Honorary Mayor of Talkeetna, Alaska
- In office July 18, 1997 – July 21, 2017

Personal details
- Born: April 12, 1997 Talkeetna, Alaska, U.S.
- Died: July 21, 2017 (aged 20) Talkeetna, Alaska, U.S.

= Stubbs (cat) =

Honorary mayor of Talkeetna, Alaska (1997–2017)

Stubbs (April 12, 1997 – July 21, 2017) was a cat who was the honorary mayor of Talkeetna, Alaska, from July 18, 1997, until his death in 2017. Stubbs was described as a tourist attraction, having been flooded with cards and letters, and drawing 30 to 40 tourists each day who hoped to meet the mayor of Talkeetna. His position was honorary, as the town is only a historic district. Every afternoon, Stubbs went to a nearby restaurant and drank water mixed with catnip out of a wine or margarita glass. Stubbs died in 2017 at the age of 20.

==Early life==
Stubbs was born on April 12, 1997, in Talkeetna, Alaska. Later in 1997, Lauri Stec, manager of Nagley's General Store, found Stubbs in a box full of kittens in her parking lot. The owners were giving the kittens away; Stec chose "Stubbs" because he did not have a tail.

== Political career ==
Stubbs became the mayor of Talkeetna, Alaska on July 18, 1997. Stubbs was widely described as having been elected after a write-in campaign by voters who opposed the human candidates, but NPR pointed out that this could not have happened because "the tiny town has no real mayor, so there was no election." Nagley's General Store was used as Stubbs's "mayoral office" during his tenure.
::::::::::
#### [Work to complete]
#1 According to the passage on Stubbs the cat, what did Stubbs drink every afternoon at a nearby restaurant?
#2 From the passage on Stubbs the cat, write out the part that begins at the words "Personal details" and stops after "the age of 20.".

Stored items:
::::::::::
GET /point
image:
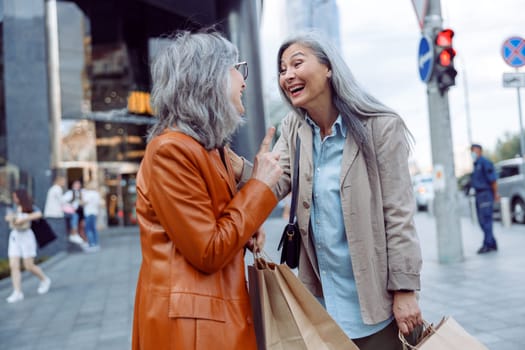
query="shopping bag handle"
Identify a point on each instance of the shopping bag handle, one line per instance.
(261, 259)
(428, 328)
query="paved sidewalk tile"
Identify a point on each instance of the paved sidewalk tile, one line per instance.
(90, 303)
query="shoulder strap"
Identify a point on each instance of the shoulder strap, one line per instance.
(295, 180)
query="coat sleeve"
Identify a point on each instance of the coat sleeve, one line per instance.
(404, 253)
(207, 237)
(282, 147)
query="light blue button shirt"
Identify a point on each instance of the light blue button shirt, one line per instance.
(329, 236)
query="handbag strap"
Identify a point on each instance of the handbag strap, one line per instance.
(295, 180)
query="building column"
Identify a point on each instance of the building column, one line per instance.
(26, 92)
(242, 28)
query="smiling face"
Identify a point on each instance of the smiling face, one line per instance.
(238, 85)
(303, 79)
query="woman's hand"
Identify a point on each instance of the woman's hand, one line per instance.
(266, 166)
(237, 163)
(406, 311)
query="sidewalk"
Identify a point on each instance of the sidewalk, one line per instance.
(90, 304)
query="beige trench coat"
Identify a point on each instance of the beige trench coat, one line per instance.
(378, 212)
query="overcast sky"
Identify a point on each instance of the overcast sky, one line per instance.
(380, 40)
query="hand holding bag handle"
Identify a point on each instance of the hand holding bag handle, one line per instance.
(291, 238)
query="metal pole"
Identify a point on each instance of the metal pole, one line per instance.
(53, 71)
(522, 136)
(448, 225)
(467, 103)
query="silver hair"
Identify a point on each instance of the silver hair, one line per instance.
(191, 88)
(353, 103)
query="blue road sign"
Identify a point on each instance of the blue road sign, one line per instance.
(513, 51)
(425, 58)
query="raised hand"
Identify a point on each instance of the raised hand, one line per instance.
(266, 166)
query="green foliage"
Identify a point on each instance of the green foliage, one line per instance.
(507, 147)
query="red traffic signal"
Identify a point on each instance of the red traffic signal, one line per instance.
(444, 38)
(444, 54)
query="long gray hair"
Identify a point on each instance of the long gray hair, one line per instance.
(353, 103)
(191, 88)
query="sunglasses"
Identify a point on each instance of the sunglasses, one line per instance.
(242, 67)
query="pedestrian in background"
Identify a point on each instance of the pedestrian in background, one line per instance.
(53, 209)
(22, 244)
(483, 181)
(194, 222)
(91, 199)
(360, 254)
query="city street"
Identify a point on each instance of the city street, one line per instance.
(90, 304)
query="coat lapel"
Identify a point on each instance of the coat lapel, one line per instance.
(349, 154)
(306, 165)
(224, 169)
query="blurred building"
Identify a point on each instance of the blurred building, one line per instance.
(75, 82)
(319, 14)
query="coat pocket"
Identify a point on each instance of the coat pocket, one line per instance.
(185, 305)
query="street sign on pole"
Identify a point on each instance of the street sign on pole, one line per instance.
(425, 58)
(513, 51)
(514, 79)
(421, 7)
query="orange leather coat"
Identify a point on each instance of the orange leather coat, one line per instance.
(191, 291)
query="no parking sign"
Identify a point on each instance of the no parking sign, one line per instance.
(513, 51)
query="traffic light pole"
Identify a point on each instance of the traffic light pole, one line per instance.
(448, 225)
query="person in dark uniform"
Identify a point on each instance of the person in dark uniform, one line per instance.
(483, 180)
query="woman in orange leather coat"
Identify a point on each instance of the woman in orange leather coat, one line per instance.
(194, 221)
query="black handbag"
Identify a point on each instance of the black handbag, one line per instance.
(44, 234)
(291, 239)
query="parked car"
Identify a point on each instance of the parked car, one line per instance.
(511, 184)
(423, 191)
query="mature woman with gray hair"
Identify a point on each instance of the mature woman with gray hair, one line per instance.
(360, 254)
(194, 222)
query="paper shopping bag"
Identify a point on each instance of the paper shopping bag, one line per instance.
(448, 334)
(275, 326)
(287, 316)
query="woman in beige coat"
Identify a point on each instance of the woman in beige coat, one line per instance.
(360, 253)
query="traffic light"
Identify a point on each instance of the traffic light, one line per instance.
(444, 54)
::::::::::
#### [Expected responses]
#1 Water mixed with catnip, out of a wine or margarita glass.

#2
Personal details
- Born: April 12, 1997 Talkeetna, Alaska, U.S.
- Died: July 21, 2017 (aged 20) Talkeetna, Alaska, U.S.

= Stubbs (cat) =

Honorary mayor of Talkeetna, Alaska (1997–2017)

Stubbs (April 12, 1997 – July 21, 2017) was a cat who was the honorary mayor of Talkeetna, Alaska, from July 18, 1997, until his death in 2017. Stubbs was described as a tourist attraction, having been flooded with cards and letters, and drawing 30 to 40 tourists each day who hoped to meet the mayor of Talkeetna. His position was honorary, as the town is only a historic district. Every afternoon, Stubbs went to a nearby restaurant and drank water mixed with catnip out of a wine or margarita glass. Stubbs died in 2017 at the age of 20.